Shintoïsme & bouddhisme

Publié le par tokyoto2010.over-blog.com

La création légendaire du Japon et l'instauration de la lignée impériale sont indissolublement liés au shintoïsme ou shinto (神道), croyance de nature animiste et polythéiste. Dans le shintoïsme la nature est sacrée : une rivière, un rocher, un astre peuvent tenir lieu de divinités, l'homme n'étant qu'un élément du grand tout. Le panthéon shintoïste est peuplé d'une multitude d'êtres appelés kami () dont beaucoup ont forme humaine. Izanagi (イザナギ) et Izanami (イザナミ) sont les deux kamis qui ont présidé à la création du Japon en engendrant la déesse Amaterasu (天照) (« celle qui fait briller le ciel ») principale divinité du shintoïsme dont descendent tous les empereurs du Japon. Autres dieux célèbres du panthéon shintoïste : Inari ((稲荷神) dieu du riz et de la fertilité mais aussi gardien des maisons souvent symbolisé par un renard ; Hachiman (八幡神) le dieu guerrier ; Daikokuten (大黒天) divinité de la richesse et du commerce ; Ebisu (恵比寿) divinité des pêcheurs ; Benten (弁天) divinité du savoir, de la beauté et des arts ; et Bishamonten (毘沙門天) divinité des guerriers.

### LES CONSIGNES
1 > Traduisez en anglais cette phrase du passage sur le shintoïsme : « Dans le shintoïsme la nature est sacrée : une rivière, un rocher, un astre peuvent tenir lieu de divinités, l'homme n'étant qu'un élément du grand tout. »
2 > Reprenez le passage sur le shintoïsme et le bouddhisme après sa dernière phrase et poursuivez-le.
Les lignes qui suivent n'ont aucun lien avec le passage.

### LIGNES EXTRAITES
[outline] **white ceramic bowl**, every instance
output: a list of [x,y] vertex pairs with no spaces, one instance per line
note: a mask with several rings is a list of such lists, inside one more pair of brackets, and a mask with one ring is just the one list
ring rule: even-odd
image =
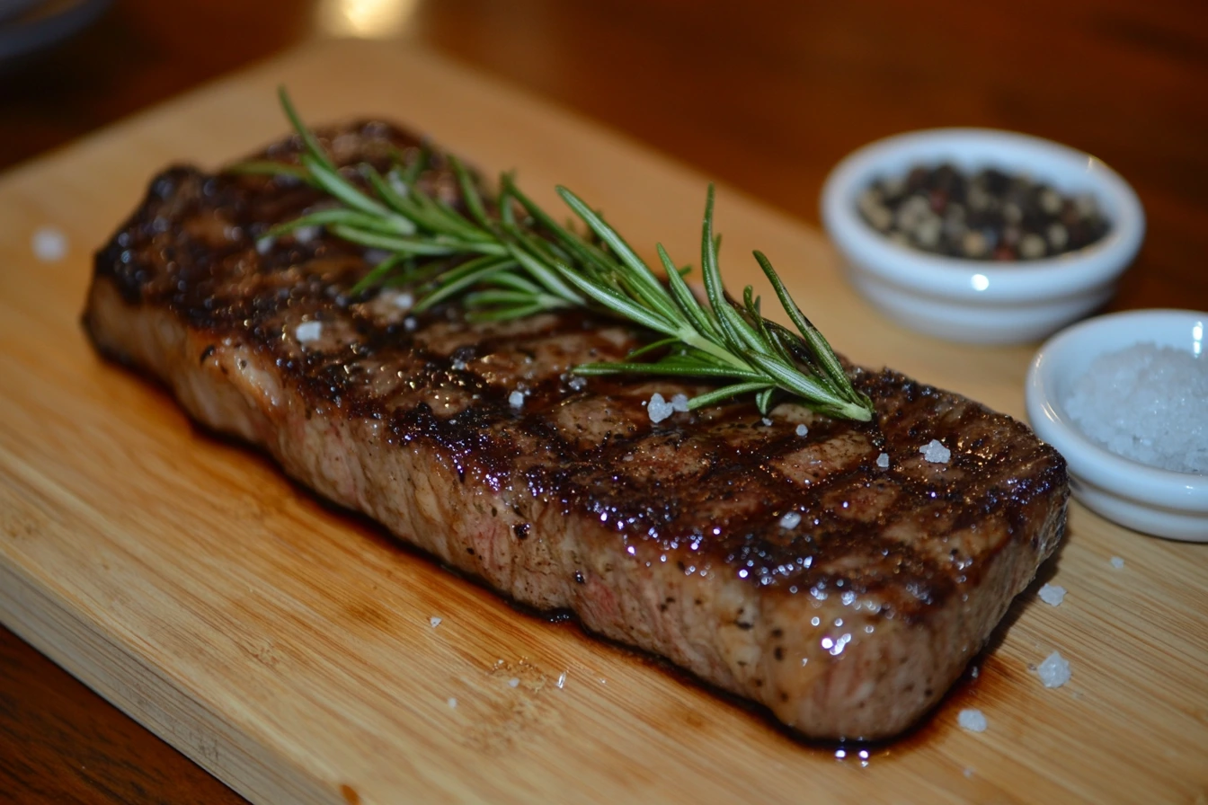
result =
[[[860,193],[918,164],[1027,174],[1063,194],[1091,193],[1111,221],[1105,238],[1058,257],[997,263],[899,245],[860,217]],[[1145,214],[1132,188],[1094,157],[1049,140],[993,129],[931,129],[892,136],[843,159],[826,180],[823,223],[848,279],[898,322],[975,344],[1038,340],[1107,302],[1137,256]]]
[[1074,495],[1109,520],[1160,537],[1208,542],[1208,476],[1157,469],[1100,448],[1062,407],[1070,384],[1099,355],[1143,343],[1203,355],[1206,336],[1208,313],[1133,310],[1075,325],[1032,360],[1026,392],[1032,427],[1065,456]]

### RÉSULTATS ATTENDUS
1 > In Shintoism, nature is sacred: a river, a rock, or a star can stand in for deities, man being only one element of the great whole.

2 >
Le shintoïsme ne possède pas de textes sacrés mais sa mythologie est racontée dans deux livres fondamentaux datant du début du VIIIe siècle : le Kojiki (古事記) (« récit des choses anciennes ») et le Nihongi (日本紀) (« chroniques du Japon »). Il ne s'agit pas de textes « révélés » mais de chroniques qui relatent la généalogie de personnages divins ou humains depuis la création du pays.

Le lieu du culte shintoïste est le jinja (神社) ou jingu (神宮) (sanctuaire) où un ou plusieurs kami sont vénérés. Le sanctuaire est composé :

- d’un torii (鳥居), portique en général de couleur rouge à l’entrée du sanctuaire séparant le monde terrestre et le monde divin, le pur de l'impur.

- d'un bassin couvert appelé chozuya (手水舎) où les fidèles se lavent les mains et se rincent la bouche à l'aide d'une louche ou hishaku (柄杓) munie d'un long manche, afin de se présenter devant le kami exempts de toute souillure.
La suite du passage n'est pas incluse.